◆ Your instructions: Please go through the data below and copy out every line that contains the string "JSON".

◆ Task inputs:

▬▬▬

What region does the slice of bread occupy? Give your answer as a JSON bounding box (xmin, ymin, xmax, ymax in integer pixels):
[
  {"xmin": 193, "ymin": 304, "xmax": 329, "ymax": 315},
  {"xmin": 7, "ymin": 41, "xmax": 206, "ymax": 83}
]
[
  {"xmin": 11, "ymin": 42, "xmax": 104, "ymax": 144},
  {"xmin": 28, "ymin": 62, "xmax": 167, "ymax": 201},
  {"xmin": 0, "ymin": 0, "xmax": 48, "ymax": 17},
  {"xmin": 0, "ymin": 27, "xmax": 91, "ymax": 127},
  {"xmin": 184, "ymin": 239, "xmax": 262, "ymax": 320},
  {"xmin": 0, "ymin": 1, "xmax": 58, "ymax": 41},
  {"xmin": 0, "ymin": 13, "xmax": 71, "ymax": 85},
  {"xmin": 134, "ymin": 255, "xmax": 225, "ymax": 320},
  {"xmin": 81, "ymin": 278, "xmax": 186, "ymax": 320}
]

▬▬▬

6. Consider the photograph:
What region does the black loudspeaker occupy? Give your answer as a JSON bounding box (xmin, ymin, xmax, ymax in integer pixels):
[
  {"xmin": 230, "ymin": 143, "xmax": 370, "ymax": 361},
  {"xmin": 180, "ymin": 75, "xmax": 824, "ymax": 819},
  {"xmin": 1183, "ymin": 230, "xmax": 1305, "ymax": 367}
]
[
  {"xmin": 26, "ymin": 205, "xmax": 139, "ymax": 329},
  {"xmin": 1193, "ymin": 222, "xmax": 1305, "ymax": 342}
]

▬▬▬

◆ Response:
What region does the slice of bread occupy? Give your answer as a JSON bounding box (xmin, ymin, xmax, ymax in integer pixels):
What region does the black loudspeaker occupy? Give your answer as a JSON bounding box (xmin, ymin, xmax, ymax in integer pixels):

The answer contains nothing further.